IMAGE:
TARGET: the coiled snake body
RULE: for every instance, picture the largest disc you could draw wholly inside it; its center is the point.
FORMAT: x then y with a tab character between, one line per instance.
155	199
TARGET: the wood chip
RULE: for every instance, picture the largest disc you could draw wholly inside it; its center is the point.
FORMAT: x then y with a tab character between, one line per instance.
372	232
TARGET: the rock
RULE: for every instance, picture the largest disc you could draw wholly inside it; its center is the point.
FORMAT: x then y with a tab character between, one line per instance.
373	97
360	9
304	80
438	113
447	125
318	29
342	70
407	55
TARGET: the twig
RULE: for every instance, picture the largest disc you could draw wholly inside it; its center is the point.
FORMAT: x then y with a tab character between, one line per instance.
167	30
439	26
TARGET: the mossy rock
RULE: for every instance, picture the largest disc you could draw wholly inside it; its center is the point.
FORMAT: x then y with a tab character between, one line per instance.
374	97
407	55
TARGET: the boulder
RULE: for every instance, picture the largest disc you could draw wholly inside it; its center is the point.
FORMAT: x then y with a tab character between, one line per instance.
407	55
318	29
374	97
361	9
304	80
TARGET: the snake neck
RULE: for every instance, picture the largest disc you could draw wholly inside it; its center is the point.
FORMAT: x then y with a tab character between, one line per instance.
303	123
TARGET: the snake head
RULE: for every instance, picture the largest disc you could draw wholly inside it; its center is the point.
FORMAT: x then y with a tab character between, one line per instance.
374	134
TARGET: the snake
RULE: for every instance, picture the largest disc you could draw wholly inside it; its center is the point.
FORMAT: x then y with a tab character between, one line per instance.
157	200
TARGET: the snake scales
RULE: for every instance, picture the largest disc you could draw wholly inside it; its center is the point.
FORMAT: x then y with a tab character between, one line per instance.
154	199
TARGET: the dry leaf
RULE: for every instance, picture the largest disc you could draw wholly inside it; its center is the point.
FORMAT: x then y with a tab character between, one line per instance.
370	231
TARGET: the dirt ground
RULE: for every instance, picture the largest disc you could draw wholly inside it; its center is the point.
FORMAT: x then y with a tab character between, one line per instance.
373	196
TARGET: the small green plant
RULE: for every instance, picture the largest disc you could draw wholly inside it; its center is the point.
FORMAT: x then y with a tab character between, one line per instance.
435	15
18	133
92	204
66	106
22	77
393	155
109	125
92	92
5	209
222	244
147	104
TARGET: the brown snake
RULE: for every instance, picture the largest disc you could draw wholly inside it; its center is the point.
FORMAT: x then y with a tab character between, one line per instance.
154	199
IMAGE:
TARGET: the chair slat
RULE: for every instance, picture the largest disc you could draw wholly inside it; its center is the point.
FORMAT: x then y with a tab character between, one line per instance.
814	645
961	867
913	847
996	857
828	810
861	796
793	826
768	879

=-=-=

**AIM OF THE EXERCISE:** Take the lines from the first line of the listing up to and including the line with "TARGET: the snake head" and give them again exactly.

**EXERCISE ANSWER:**
IMAGE:
TARGET: the coiled snake body
RULE: for every instance, picture the largest disc you could draw wholly inside it; its center is the point.
FORMAT: x then y with a tab character between, one line per instance.
155	199
TARGET: the wood chip
RULE: for every instance, picture the largest disc you could draw wholly inside it; its center is the point.
FORMAT: x then y with a tab character between, one line per instance.
372	232
TARGET: the rock
RULE: for every instance, picture the largest disc you could draw wholly inside it; its center is the point.
FORMAT: x then y with a tab character between, one line per instance.
373	97
360	9
304	80
438	113
447	125
318	29
342	70
407	55
TARGET: the twig
RULE: for every instance, picture the largest disc you could draw wholly inside it; its center is the point.
FORMAT: x then y with a tab character between, one line per instance.
167	30
439	26
TARGET: the mossy rock
RULE: for every instance, picture the largest disc you could draw wholly inside it; its center is the point.
FORMAT: x then y with a tab character between, one line per instance.
374	97
407	55
TARGET: the boulder
RULE: for every instance, picture the largest disc you could draw wholly inside it; its center is the point.
FORMAT: x then y with a tab character between, one line per instance.
407	55
318	29
374	97
361	9
304	80
TARGET: the snake neck
RULE: for every instance, picture the largest disc you could draw wholly inside it; its center is the point.
FORMAT: x then y with a tab character between, one line per instance.
303	123
TARGET: the snake head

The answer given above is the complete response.